Beating each monster offers a reward of three cards to choose from, which—again, in theory—should help move you toward a better strategy than just tanking hits to trade blows. Some rooms have a merchant offering other cards for sell, as well as relics that grant buffs or debuffs for the duration of the run, and potions that usually grant an effect only for the current turn. (Some might give you a card that will last throughout the current fight, but will vanish before your next fight.) Beating the boss of the tower offers up a choice of three boss relics, most of which offer a benefit combined with a negative caveat.
Then you unlock The Silent, a shaman with a different set of cards to collect that changes your strategy past the first tower. She favors poisons and spells, some of which can deal a lot of damage. A good shuffle from her deck can end fights on the first tower quite quickly. (A bad shuffle, though…woof. But I digress.)
Next is The Defect, kind of a magic powered robot who uses orbs to channel lightning, ice, plasma, and dark. Each has its own powers, both passive and evoked. For instance ice will passively apply two armor, while evoking it will grant five armor. Plasma grants extra energy per turn, so it is very useful, but unfortunately is very rare. (At least it was in all the runs I made.)

□ □ □ □ □

▶ [Short exercise a]: Based on the game excerpt, say yes or no to each statement and quote the words that decide it: (i) The Silent favors poisons and spells. (ii) Evoking ice grants two armor. (iii) Beating each monster offers a choice of three cards.
The records have no connection to the game excerpt.

□ □ □ □ □

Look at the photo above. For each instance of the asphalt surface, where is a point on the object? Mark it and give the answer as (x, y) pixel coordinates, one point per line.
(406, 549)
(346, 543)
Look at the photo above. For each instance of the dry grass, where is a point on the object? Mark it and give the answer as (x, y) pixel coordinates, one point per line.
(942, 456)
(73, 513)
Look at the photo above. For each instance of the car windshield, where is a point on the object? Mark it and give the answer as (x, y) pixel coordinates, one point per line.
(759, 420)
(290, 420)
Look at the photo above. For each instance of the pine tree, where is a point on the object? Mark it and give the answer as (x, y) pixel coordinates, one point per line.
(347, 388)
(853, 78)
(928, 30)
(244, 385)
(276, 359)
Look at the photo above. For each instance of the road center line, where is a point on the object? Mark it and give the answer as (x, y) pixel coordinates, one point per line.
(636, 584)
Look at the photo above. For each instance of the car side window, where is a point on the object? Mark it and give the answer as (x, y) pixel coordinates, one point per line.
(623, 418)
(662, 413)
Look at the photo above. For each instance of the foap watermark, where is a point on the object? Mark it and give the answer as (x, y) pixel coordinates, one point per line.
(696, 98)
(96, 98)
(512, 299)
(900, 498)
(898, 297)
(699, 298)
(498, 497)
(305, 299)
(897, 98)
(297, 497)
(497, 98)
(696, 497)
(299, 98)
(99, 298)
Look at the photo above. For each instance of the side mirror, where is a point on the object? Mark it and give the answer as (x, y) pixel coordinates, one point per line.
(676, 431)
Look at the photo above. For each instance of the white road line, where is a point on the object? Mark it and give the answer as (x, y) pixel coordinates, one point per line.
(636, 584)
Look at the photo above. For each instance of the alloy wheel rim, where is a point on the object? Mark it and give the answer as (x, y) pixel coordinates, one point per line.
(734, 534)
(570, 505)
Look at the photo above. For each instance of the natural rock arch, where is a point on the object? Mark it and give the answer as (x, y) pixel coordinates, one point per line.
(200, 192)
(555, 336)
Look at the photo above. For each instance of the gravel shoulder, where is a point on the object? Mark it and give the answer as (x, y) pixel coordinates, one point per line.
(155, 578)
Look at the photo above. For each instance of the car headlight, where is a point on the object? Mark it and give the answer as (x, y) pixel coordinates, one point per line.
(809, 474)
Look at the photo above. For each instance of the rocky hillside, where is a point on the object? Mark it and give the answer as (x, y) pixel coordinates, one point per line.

□ □ □ □ □

▶ [Short exercise b]: Return the lines of the records from the line with "car headlight, where" up to and including the last line of the records, copied exactly.

▶ [Problem solution a]:
(i) Yes: "She favors poisons and spells"
(ii) No: "ice will passively apply two armor, while evoking it will grant five armor"
(iii) Yes: "Beating each monster offers a reward of three cards to choose from"

▶ [Problem solution b]:
Look at the photo above. For each instance of the car headlight, where is a point on the object? Mark it and give the answer as (x, y) pixel coordinates, one point per line.
(809, 474)
Look at the photo above. For each instance of the rocky hillside, where is a point on the object? Mark it and give the answer as (x, y) pixel coordinates, one point per line.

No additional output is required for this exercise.